What is expected: Please count the lines in the data below that mention the word "positive", then give only the total.

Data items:
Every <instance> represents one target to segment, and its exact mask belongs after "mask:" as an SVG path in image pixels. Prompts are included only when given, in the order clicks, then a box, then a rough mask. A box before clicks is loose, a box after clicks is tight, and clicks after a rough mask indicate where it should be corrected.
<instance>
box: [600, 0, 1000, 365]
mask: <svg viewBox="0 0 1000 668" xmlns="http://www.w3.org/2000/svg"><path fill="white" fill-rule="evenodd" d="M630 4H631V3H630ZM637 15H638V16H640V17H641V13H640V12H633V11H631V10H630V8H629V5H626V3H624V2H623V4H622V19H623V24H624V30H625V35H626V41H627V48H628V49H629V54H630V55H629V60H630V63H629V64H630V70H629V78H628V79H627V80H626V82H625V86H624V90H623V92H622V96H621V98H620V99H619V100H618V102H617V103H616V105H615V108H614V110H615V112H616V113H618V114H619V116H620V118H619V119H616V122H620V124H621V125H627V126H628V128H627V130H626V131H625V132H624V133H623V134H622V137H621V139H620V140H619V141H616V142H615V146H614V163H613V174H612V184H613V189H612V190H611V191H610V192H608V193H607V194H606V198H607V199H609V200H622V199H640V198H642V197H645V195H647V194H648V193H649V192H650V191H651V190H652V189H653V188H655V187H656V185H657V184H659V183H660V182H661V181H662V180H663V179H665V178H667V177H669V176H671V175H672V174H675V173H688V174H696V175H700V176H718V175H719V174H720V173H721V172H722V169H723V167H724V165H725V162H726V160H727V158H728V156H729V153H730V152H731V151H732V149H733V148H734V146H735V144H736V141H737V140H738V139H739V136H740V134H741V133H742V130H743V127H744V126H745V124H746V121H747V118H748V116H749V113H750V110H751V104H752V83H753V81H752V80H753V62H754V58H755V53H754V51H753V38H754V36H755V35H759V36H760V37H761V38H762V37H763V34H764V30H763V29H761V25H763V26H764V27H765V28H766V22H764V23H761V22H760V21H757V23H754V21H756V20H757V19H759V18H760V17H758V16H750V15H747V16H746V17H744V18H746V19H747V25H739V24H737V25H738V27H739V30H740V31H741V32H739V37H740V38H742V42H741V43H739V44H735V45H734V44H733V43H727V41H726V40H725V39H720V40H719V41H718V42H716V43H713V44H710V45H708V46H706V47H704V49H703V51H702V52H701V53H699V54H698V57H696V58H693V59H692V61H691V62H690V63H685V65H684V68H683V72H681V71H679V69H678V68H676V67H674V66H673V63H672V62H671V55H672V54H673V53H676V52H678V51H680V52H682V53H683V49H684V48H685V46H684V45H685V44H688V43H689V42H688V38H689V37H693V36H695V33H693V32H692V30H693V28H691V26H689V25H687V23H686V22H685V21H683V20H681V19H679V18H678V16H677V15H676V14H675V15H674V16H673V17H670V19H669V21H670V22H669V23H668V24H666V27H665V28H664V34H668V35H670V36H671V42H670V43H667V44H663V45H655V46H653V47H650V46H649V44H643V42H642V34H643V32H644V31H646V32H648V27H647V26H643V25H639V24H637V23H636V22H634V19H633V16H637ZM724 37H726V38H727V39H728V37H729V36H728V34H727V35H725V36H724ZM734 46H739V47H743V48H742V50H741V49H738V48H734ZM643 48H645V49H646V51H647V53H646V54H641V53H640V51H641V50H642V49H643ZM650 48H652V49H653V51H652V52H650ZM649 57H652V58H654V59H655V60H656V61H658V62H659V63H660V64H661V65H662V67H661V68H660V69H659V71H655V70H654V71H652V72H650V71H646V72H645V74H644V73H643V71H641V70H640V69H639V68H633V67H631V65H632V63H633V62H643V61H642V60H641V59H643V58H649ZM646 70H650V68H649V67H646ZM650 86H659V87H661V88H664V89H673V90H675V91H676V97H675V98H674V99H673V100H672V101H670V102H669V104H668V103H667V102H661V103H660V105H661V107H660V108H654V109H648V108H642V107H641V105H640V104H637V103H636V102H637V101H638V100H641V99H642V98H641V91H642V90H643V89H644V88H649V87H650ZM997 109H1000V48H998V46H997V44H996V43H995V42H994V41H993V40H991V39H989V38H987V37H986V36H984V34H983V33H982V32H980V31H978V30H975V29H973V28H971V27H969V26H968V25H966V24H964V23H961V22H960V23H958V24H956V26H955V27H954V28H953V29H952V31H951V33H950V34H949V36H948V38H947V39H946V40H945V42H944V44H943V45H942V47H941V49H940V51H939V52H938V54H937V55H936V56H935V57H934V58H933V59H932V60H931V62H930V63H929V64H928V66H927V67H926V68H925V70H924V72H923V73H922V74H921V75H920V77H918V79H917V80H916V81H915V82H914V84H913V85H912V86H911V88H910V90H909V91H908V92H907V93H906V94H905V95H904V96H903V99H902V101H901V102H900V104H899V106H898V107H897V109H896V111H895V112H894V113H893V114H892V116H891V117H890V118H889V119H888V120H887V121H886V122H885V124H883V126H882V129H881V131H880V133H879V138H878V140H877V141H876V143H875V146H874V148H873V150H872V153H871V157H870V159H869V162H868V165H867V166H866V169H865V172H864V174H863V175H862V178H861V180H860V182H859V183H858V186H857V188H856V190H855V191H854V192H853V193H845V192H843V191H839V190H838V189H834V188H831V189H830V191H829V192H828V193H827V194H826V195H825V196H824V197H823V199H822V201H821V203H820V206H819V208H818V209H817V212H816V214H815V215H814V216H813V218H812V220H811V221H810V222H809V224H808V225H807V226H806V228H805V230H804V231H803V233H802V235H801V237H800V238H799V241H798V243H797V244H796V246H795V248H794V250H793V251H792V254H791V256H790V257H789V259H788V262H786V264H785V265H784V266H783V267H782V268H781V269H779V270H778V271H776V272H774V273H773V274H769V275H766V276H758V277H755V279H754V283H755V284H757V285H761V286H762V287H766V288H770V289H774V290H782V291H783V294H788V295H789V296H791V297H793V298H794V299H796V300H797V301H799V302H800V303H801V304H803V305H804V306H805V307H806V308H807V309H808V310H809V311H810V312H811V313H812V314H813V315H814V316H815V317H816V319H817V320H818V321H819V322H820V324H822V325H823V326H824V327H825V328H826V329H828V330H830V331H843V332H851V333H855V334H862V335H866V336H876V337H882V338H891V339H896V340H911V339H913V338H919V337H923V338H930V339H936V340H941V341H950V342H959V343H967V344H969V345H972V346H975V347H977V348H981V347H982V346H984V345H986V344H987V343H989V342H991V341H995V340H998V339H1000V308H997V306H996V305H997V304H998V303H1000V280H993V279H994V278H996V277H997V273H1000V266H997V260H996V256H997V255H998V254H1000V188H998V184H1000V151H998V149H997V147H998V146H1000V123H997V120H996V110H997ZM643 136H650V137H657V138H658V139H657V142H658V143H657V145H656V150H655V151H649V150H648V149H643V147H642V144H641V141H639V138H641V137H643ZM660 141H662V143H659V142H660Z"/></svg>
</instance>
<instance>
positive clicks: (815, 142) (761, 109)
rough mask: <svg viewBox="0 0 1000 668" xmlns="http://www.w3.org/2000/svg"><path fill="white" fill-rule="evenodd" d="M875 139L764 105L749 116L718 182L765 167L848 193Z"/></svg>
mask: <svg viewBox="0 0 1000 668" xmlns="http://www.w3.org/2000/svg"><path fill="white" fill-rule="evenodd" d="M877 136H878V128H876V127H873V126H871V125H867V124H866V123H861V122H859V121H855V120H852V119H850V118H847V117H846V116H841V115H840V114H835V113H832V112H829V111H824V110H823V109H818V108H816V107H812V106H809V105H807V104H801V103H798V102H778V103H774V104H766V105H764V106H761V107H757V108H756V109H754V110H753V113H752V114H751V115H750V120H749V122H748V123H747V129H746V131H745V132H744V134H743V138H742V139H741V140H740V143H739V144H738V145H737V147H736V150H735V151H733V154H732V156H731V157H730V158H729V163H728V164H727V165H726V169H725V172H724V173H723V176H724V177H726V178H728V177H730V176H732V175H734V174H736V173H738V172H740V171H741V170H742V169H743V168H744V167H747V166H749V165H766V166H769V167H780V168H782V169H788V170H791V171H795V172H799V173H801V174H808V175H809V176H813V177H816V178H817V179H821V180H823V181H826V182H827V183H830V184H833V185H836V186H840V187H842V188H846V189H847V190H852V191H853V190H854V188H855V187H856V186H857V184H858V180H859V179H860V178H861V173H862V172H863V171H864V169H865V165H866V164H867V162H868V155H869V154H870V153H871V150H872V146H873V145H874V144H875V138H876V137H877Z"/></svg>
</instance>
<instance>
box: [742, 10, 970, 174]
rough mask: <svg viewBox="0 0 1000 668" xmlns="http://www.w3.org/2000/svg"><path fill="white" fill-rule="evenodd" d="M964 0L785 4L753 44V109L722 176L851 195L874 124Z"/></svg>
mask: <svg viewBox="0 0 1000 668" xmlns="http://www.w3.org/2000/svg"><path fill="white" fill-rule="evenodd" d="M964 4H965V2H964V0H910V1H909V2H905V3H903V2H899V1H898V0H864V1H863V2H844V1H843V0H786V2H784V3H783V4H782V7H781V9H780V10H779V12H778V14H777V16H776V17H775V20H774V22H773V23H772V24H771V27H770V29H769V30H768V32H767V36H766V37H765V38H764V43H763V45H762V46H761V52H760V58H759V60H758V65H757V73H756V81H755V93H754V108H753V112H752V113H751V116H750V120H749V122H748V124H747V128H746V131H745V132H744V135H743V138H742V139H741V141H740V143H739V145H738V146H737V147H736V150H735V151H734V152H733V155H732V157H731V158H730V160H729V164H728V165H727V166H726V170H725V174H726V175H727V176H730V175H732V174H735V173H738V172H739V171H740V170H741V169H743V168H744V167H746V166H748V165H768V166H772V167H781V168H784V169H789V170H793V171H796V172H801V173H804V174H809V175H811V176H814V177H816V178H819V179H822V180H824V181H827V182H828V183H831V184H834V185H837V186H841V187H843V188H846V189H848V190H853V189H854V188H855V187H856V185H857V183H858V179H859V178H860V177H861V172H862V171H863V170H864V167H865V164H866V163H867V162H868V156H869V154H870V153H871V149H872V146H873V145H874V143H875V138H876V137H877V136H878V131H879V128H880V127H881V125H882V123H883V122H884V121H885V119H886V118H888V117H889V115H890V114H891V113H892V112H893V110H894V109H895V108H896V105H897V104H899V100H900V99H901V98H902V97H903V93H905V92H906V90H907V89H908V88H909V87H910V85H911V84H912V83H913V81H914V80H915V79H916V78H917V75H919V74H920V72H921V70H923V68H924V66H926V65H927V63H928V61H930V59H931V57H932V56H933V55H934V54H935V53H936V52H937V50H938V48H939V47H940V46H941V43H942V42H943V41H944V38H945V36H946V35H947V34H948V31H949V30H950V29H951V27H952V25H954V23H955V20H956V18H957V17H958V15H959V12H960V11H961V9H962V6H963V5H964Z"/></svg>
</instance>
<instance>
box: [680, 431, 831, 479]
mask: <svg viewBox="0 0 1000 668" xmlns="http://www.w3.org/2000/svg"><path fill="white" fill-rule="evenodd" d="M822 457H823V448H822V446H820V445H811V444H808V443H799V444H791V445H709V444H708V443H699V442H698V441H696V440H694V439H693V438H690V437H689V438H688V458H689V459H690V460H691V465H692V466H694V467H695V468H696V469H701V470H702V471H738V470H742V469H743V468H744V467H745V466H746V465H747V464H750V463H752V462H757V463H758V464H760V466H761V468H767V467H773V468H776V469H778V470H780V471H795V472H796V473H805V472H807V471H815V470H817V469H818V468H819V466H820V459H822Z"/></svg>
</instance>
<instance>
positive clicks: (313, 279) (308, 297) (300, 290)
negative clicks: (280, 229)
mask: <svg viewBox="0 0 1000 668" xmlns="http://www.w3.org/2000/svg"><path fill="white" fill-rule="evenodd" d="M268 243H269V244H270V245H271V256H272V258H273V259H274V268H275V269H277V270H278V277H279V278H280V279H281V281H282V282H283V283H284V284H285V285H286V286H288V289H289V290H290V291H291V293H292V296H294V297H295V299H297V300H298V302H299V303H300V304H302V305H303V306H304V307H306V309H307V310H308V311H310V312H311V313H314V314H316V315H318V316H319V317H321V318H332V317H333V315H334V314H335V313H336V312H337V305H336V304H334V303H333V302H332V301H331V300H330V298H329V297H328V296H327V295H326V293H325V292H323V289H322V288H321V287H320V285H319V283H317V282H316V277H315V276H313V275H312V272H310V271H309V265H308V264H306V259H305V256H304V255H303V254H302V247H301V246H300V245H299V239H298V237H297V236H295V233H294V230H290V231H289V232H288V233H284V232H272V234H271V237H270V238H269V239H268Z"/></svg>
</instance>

Task output: 2